[Dataset rows]

----------------------------------------

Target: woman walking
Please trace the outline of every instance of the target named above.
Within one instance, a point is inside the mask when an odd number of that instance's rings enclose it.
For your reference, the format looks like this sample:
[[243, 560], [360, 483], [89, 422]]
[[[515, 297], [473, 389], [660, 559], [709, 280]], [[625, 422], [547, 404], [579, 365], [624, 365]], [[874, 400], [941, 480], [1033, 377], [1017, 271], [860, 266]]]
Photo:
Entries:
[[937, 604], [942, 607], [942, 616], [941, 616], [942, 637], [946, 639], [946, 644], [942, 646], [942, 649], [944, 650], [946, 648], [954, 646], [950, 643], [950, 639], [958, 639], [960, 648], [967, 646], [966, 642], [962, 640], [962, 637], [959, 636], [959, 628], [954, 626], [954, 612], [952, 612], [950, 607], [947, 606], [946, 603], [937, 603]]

----------------------------------------

» Challenge
Repeat the entire listing above word for word, keeping every line unchanged.

» Output
Target: woman walking
Please trace the outline of every instance of the target named above.
Within one instance, a point is inside the mask when an odd number of that instance's rings enclose it.
For your reference, the format looks like this sample:
[[243, 560], [360, 483], [89, 422]]
[[[515, 297], [473, 389], [660, 559], [709, 280]], [[625, 422], [547, 404], [579, 365], [624, 365]], [[874, 400], [941, 480], [1033, 377], [1017, 271], [860, 266]]]
Photo:
Entries:
[[937, 604], [942, 607], [942, 616], [941, 616], [942, 637], [946, 639], [946, 644], [942, 646], [942, 649], [944, 650], [946, 648], [954, 646], [950, 643], [950, 639], [958, 639], [960, 648], [967, 646], [966, 642], [962, 640], [962, 637], [959, 636], [959, 628], [954, 626], [954, 612], [952, 612], [950, 607], [947, 606], [946, 603], [937, 603]]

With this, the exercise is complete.